**Goal of the exercise**
Starting at the line containing "tag: stone monument" and ending at the line containing "288 269 L 293", give these lines as a two-column CSV with the headers input and output, one row for each input paired with its output. Put each value in a single quoted field, with line breaks turned into spaces.

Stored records
▽

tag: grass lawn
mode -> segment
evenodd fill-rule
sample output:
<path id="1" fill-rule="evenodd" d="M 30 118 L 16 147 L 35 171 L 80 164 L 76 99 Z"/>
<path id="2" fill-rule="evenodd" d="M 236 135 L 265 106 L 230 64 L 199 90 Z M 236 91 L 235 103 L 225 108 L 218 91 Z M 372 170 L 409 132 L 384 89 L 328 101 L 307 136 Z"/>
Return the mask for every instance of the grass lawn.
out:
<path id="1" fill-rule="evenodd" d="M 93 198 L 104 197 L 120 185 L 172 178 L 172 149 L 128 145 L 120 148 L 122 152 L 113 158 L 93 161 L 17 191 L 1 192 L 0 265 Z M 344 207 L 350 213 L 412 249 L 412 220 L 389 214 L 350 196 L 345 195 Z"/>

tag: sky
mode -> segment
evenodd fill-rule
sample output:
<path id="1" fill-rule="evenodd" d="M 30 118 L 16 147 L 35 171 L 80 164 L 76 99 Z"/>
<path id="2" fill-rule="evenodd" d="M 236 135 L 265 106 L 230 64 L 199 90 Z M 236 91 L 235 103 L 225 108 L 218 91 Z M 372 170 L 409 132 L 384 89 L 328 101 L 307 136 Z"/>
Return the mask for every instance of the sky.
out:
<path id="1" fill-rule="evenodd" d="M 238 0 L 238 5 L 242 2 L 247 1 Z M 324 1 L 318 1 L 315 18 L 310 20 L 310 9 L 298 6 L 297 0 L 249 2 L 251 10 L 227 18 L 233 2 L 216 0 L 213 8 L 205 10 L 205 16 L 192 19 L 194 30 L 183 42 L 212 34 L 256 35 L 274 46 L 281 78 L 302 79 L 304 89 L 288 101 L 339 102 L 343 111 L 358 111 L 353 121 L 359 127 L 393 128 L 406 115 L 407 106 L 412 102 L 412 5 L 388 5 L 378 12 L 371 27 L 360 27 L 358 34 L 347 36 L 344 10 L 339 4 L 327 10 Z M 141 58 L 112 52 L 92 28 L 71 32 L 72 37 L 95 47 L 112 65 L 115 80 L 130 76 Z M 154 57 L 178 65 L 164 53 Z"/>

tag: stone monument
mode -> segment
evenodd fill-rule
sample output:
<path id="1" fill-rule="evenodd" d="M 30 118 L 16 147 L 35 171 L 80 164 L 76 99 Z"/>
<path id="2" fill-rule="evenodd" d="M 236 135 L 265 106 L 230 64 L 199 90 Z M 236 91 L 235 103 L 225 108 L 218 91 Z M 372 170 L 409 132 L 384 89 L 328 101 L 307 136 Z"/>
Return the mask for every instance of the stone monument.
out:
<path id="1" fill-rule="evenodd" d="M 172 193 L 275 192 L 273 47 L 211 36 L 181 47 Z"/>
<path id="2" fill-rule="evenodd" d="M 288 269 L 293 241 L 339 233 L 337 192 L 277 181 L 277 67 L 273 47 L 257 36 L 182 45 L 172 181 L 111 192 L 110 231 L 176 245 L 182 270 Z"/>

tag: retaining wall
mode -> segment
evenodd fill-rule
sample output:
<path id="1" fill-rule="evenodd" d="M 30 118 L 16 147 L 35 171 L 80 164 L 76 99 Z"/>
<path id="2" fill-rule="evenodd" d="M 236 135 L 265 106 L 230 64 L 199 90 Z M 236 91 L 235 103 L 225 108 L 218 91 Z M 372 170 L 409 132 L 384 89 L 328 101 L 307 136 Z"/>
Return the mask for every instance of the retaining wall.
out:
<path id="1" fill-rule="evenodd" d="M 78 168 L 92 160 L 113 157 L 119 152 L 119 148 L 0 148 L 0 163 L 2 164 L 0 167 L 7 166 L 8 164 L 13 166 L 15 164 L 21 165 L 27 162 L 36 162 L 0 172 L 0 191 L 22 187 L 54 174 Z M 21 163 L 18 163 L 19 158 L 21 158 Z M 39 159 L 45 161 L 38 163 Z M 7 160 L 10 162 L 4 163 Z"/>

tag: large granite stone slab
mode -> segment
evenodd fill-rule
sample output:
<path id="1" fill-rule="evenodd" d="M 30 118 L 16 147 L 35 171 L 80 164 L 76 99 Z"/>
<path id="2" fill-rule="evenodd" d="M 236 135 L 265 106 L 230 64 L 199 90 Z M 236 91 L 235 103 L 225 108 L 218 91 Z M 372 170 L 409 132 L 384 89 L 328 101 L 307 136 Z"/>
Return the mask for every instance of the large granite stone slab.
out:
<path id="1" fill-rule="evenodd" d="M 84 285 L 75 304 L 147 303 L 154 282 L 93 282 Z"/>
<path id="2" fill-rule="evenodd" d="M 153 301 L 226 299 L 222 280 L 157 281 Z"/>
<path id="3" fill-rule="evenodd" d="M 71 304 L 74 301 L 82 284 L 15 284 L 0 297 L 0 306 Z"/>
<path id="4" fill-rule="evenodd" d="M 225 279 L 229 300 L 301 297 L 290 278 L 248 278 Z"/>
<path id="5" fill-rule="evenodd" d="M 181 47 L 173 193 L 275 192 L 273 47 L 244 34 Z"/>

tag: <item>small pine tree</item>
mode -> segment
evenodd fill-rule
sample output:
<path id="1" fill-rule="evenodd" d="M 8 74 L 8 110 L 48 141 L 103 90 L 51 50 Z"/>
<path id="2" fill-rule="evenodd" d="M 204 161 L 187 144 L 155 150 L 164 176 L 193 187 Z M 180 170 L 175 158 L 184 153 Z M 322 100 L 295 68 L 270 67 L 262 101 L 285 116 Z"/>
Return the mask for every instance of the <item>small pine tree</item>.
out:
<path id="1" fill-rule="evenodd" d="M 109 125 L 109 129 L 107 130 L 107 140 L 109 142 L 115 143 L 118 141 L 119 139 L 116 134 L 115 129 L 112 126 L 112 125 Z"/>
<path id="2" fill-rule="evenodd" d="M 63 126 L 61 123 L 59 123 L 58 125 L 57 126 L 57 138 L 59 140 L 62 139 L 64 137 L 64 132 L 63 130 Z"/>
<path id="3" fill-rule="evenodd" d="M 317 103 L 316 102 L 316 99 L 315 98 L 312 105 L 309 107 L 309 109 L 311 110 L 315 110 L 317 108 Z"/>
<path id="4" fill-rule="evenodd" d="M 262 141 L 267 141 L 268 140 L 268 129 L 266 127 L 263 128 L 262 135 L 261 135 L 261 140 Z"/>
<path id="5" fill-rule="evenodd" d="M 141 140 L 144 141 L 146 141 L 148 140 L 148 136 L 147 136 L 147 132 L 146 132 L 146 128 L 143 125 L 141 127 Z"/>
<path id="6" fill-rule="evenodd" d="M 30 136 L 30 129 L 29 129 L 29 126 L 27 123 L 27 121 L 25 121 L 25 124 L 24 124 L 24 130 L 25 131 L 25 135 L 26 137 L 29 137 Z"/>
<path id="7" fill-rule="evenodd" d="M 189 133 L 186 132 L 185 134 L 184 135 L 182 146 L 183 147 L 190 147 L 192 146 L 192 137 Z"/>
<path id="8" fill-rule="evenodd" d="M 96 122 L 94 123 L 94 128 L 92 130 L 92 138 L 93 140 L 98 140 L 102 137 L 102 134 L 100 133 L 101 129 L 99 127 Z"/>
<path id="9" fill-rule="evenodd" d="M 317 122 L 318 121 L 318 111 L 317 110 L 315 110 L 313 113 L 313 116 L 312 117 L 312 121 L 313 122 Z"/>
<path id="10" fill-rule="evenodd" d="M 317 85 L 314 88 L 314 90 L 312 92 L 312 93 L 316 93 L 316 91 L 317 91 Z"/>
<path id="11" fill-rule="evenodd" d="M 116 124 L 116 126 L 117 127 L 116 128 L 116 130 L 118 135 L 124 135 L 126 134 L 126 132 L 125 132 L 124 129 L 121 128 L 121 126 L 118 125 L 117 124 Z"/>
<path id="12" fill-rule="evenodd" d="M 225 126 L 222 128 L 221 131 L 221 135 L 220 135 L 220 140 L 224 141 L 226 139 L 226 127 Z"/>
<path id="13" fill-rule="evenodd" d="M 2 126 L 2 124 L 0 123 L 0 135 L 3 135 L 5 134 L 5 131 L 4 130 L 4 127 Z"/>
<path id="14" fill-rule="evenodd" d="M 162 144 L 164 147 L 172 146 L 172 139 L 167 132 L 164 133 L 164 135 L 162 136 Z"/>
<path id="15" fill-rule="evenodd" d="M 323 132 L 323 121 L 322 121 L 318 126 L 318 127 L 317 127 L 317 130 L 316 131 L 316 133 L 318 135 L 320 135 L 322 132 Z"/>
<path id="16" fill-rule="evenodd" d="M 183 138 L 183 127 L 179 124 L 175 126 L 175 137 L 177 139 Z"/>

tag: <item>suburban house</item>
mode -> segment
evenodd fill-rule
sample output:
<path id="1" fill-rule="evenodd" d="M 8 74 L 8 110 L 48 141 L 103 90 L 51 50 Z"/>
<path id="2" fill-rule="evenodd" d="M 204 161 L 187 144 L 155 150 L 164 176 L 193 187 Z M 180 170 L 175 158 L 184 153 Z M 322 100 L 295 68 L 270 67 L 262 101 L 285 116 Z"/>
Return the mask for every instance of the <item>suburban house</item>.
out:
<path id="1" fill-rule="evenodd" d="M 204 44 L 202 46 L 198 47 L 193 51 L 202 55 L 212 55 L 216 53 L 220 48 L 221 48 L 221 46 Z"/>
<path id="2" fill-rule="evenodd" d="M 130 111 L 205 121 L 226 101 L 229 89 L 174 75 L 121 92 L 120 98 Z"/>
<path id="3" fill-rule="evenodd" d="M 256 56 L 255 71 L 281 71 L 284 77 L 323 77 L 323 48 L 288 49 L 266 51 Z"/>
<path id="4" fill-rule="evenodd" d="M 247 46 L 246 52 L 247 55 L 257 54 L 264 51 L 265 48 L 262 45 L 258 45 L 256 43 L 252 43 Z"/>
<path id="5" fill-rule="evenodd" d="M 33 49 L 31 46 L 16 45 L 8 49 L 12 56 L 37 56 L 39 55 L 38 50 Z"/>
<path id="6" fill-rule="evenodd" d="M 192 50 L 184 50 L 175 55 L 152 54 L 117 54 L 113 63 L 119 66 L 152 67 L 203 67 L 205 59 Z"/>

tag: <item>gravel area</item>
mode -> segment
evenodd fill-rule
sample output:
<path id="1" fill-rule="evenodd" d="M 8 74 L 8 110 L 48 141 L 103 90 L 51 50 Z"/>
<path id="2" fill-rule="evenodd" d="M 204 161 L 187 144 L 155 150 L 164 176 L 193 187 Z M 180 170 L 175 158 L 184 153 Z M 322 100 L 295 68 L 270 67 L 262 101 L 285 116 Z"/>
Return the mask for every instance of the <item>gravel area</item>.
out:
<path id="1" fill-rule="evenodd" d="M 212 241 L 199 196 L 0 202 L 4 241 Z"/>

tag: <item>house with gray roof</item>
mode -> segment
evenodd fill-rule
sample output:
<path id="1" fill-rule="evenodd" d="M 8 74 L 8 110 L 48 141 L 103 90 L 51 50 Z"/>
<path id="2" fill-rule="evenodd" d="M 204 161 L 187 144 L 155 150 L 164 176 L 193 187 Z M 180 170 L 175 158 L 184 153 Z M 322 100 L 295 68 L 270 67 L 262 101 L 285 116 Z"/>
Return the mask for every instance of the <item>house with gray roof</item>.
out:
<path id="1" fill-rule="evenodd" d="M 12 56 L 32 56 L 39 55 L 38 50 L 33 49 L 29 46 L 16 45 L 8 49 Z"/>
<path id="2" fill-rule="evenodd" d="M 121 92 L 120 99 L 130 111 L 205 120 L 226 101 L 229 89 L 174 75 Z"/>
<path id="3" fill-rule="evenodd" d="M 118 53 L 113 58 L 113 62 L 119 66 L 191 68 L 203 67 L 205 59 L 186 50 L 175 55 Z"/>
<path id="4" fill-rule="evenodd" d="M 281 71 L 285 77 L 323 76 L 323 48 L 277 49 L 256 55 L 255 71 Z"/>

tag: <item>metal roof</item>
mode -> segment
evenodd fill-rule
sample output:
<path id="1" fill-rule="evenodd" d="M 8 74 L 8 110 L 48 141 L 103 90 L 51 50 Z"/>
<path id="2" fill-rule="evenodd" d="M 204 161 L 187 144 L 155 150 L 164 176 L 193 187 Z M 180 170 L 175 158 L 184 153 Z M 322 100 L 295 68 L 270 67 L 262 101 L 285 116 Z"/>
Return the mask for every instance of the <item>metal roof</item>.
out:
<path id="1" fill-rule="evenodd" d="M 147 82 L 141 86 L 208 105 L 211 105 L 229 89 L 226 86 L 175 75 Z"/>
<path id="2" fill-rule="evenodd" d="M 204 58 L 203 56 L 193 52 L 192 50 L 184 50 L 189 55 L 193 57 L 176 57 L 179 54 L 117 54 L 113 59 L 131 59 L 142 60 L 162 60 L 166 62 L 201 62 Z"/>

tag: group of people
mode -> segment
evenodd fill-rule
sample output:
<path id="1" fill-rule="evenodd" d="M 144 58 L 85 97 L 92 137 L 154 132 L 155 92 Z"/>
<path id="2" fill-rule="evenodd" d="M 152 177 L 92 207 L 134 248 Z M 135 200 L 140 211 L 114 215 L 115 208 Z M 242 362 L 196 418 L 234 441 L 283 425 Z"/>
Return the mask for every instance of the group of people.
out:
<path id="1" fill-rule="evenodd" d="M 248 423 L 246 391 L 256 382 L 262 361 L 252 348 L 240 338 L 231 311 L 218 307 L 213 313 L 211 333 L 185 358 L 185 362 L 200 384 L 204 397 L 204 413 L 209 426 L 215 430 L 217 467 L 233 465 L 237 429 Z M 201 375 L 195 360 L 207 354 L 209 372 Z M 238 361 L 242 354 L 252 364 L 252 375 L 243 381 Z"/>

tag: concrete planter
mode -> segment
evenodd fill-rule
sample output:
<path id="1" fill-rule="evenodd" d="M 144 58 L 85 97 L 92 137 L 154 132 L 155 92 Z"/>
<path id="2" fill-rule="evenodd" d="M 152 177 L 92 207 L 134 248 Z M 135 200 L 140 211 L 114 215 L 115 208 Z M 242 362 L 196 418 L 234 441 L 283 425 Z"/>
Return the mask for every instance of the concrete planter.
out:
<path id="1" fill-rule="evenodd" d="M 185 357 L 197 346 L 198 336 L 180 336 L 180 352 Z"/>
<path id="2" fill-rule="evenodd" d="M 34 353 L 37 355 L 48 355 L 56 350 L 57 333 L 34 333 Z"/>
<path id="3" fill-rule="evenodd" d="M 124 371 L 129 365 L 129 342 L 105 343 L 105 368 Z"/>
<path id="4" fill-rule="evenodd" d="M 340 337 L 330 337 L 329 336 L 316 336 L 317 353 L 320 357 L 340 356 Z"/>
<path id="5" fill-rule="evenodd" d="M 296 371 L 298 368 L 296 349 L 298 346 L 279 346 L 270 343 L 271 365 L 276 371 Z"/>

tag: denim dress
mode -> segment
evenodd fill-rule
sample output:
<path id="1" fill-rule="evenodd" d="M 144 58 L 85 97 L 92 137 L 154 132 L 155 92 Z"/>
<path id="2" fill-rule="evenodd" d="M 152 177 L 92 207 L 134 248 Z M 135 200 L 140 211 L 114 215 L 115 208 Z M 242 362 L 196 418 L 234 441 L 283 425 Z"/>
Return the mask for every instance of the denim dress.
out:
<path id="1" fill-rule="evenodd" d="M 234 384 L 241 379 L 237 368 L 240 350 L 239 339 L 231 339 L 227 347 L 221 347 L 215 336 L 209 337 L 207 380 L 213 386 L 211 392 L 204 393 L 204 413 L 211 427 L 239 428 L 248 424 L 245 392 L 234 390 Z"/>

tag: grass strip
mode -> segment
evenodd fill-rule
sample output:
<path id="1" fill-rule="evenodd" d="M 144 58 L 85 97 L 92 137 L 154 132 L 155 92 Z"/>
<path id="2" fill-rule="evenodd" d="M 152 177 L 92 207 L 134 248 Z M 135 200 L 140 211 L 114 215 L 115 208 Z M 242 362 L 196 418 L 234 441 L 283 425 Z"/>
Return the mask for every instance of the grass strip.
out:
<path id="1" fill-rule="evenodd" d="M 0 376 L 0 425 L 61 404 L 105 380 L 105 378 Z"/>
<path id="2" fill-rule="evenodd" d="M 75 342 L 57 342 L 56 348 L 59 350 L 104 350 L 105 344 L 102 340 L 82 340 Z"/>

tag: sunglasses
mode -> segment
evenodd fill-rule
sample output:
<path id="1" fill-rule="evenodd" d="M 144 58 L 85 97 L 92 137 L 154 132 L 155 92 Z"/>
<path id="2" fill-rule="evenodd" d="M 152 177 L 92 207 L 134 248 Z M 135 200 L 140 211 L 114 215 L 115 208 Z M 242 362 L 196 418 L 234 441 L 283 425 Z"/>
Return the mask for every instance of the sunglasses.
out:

△

**Response for this exercise**
input,output
"tag: stone monument mode -> segment evenodd fill-rule sample output: <path id=""1"" fill-rule=""evenodd"" d=""M 30 118 L 16 147 L 35 171 L 80 164 L 76 99 Z""/> <path id=""2"" fill-rule=""evenodd"" d=""M 236 135 L 265 106 L 230 64 L 199 90 Z M 236 91 L 235 103 L 225 108 L 218 91 Z M 372 170 L 409 132 L 384 89 L 328 101 L 307 136 Z""/> Return the mask for every instance of the stone monument. out:","<path id=""1"" fill-rule=""evenodd"" d=""M 172 193 L 275 192 L 273 47 L 211 36 L 181 47 Z""/> <path id=""2"" fill-rule=""evenodd"" d=""M 288 269 L 293 241 L 339 233 L 337 192 L 277 181 L 277 67 L 273 47 L 257 36 L 182 45 L 172 181 L 111 192 L 110 231 L 176 245 L 182 270 Z""/>"